[Start of Attachment]

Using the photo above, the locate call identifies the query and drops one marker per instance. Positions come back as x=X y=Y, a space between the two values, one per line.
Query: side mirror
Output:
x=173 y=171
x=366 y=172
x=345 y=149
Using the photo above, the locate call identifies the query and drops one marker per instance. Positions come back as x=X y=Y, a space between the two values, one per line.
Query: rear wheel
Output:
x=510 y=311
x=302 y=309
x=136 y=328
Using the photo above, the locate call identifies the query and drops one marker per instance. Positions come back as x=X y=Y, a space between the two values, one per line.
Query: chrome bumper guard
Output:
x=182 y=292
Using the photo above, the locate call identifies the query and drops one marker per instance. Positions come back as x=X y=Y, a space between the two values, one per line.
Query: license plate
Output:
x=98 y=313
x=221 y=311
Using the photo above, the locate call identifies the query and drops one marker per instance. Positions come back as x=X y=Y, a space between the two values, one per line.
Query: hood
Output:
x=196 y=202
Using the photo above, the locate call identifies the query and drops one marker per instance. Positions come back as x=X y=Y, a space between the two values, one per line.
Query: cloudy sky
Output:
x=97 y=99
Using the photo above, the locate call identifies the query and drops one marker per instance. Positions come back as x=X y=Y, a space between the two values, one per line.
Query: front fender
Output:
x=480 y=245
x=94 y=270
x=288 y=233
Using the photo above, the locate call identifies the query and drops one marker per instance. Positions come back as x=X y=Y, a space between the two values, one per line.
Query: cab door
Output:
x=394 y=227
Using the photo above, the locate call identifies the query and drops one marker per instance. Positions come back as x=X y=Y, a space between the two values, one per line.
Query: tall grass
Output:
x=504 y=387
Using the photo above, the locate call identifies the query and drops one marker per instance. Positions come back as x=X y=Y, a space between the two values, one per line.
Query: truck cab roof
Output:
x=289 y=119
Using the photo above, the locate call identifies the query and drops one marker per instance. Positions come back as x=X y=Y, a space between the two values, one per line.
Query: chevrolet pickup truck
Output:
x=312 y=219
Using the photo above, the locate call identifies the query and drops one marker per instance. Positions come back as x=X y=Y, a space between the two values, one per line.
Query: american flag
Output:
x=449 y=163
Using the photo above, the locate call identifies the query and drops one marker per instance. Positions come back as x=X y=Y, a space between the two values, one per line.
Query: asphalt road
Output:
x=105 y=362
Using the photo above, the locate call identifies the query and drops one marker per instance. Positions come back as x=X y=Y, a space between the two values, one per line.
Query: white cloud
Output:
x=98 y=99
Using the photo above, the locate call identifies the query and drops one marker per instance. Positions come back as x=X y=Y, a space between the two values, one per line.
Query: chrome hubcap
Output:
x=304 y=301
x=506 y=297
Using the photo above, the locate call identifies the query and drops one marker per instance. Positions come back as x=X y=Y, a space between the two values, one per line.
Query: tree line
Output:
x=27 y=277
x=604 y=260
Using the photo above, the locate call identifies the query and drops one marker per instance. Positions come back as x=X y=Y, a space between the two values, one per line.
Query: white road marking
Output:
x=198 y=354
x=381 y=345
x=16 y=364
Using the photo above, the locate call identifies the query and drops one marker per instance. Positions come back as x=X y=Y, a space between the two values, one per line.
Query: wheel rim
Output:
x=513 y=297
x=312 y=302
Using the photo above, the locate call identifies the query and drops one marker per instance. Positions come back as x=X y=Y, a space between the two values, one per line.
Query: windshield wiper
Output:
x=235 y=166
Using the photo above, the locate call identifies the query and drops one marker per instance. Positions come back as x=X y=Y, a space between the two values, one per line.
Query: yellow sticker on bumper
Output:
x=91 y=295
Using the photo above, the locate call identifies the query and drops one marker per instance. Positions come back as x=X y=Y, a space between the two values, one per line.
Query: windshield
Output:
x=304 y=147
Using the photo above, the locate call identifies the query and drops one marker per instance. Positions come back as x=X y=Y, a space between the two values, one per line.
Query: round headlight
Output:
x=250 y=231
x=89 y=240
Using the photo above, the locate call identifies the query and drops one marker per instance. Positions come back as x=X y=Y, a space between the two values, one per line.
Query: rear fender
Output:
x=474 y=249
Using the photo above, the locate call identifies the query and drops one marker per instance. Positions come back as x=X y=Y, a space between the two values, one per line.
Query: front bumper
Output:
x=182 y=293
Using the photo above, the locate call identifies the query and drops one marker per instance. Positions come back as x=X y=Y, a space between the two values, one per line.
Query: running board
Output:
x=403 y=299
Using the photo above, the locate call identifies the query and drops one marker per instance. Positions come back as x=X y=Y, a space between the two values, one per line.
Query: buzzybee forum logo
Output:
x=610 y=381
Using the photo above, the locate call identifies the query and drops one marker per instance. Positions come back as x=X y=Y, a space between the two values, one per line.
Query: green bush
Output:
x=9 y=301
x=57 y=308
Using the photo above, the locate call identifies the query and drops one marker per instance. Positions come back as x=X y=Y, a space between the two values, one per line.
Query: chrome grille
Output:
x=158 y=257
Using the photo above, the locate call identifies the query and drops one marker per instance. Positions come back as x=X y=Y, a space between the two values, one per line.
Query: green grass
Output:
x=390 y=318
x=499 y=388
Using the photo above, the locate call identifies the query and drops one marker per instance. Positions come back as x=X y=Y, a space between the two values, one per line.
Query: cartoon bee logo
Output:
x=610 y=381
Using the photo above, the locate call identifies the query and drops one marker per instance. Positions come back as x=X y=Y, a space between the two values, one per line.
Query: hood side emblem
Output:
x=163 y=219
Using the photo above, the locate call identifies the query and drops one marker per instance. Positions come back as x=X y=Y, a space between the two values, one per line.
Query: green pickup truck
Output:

[End of Attachment]

**Aim of the exercise:** Output the entries verbatim.

**Exercise response:**
Using the photo above, the locate call identifies the query and drops one marker per instance. Positions come back as x=X y=Y, a space between the two values, one per line.
Query: side mirror
Output:
x=173 y=171
x=366 y=172
x=345 y=149
Using the photo above, the locate call identifies the query and drops one marker per instance. Positions come back as x=X y=Y, a space between the two values, one per line.
Query: rear wheel
Output:
x=510 y=311
x=302 y=309
x=136 y=328
Using the photo above, the locate call identifies the query and drops one marker per instance. Positions come back as x=X y=Y, a space between the two values, one per line.
Query: chrome bumper guard
Output:
x=182 y=292
Using the photo above, the locate call identifies the query and drops one marker per instance. Positions come back as x=X y=Y, a space between the two values, one per line.
Query: license plate
Output:
x=98 y=313
x=221 y=311
Using the photo above, the locate call identifies the query and drops one marker per instance. Positions come back as x=X y=Y, a space between the two values, one per line.
Query: hood
Output:
x=196 y=202
Using the photo above, the locate call identifies the query and drops one marker per instance. Positions come back as x=X y=Y, a space between the two values, one per line.
Query: cloudy sky
Output:
x=97 y=99
Using the photo above, the locate call identifies the query and drops one marker per instance. Positions come back as x=X y=Y, a space between the two values, one per line.
Query: front fender
Output:
x=480 y=245
x=94 y=270
x=288 y=233
Using the photo above, the locate call identifies the query and drops one marker per instance. Positions come back as x=X y=Y, a space between the two values, one per line.
Query: cab door
Output:
x=394 y=227
Using the photo above, the locate call identifies the query and drops one marker per instance. Positions come back as x=X y=Y, a space between the two values, one per line.
Query: tall grass
Output:
x=504 y=387
Using the photo above, the locate call identifies the query and drops one marker per instance. Positions come back as x=X y=Y, a space between the two values, one per line.
Query: truck cab roof
Output:
x=289 y=119
Using the photo above, the locate call identifies the query and drops one marker per instance. Positions come back as x=X y=Y, a space between the two values, one per line.
Query: chevrolet pickup truck
Output:
x=312 y=219
Using the photo above, the locate call identifies the query and drops one marker per instance. Positions come back as x=X y=Y, a space between the two values, one per line.
Query: american flag
Output:
x=449 y=163
Using the photo above, the locate call identifies the query and drops one marker per instance. Positions come back as x=X y=Y, a space between the two values, one per line.
Query: asphalt road
Output:
x=105 y=362
Using the photo above, the locate call identifies the query and drops one marker per instance. Positions come back as x=X y=Y, a space between the two values, one per line.
Query: white cloud
Output:
x=98 y=99
Using the photo above, the locate call identifies the query and drops one marker per instance. Positions come back as x=X y=Y, a space between the two values, one per line.
Query: chrome hubcap
Output:
x=304 y=301
x=506 y=297
Using the photo above, the locate call identifies the query and drops one marker per instance. Positions come back as x=X y=Y, a space between the two values, one per line.
Query: tree line
Output:
x=27 y=277
x=604 y=260
Using the photo above, the locate call identifies the query and drops one marker per instance. Positions come back as x=X y=Y, a space between the two values, one per line.
Query: white road marking
Output:
x=198 y=354
x=381 y=345
x=16 y=364
Using the photo above, the locate call identifies the query and drops one marker per instance. Positions come back as x=X y=Y, a space between the two values, one per line.
Query: wheel rim
Output:
x=513 y=297
x=312 y=302
Using the photo above, the locate call identifies the query and drops one marker per instance. Positions come back as x=X y=Y, a space between the two values, one per line.
Query: windshield wiper
Output:
x=235 y=166
Using the photo above, the locate call identifies the query and drops one marker per instance. Positions come back as x=X y=Y, a space between the two values, one per line.
Query: yellow sticker on bumper
Output:
x=91 y=295
Using the photo above, the locate call identifies the query and drops one marker per instance. Positions come back as x=X y=Y, a space between the two values, one per line.
Query: windshield
Output:
x=304 y=147
Using the photo above, the locate call identifies the query and drops one marker per instance. Positions come back as x=X y=Y, a space between the two values, one per line.
Query: round headlight
Output:
x=250 y=231
x=89 y=240
Using the photo above, the locate call identifies the query and drops one marker per instance. Positions come back as x=X y=Y, a space between the two values, one per line.
Query: rear fender
Output:
x=474 y=249
Using the photo above, the locate call identifies the query and drops one marker per instance. Positions come back as x=X y=Y, a space between the two values, one per line.
Query: front bumper
Output:
x=182 y=293
Using the photo above, the locate call identifies the query and drops one marker per instance. Positions come back as x=X y=Y, a space between the two values, one per line.
Query: running board
Output:
x=403 y=299
Using the photo above, the locate call identifies the query and drops one marker per instance. Positions come back as x=X y=Y, a space between the two values, one per line.
Query: buzzybee forum logo
Output:
x=610 y=381
Using the photo above, the locate call identifies the query and drops one marker per instance. Positions come back as x=X y=Y, a space between the two values, one per line.
Query: green bush
Output:
x=9 y=301
x=57 y=308
Using the photo above, the locate call identifies the query and drops one marker per instance. Positions come back as x=X y=Y, a space between the two values, one per line.
Query: chrome grille
Output:
x=158 y=257
Using the photo above, the locate call identifies the query and drops one marker per instance. Positions come back as x=X y=Y, a space between the two values, one per line.
Query: green grass
Output:
x=390 y=318
x=499 y=388
Using the photo above, the locate call identifies the query and drops one marker per instance. Positions come back as x=X y=Y, a space between the two values, one per line.
Query: cartoon bee logo
Output:
x=610 y=381
Using the photo above, the locate call identifies the query and drops one marker per instance. Positions come back as x=X y=Y, a space between the two values, one per line.
Query: hood side emblem
Output:
x=163 y=219
Using the photo above, the locate call identifies the query and drops one marker per instance. Positions come back as x=X y=Y, a space between the two values, one per line.
Query: green pickup truck
Output:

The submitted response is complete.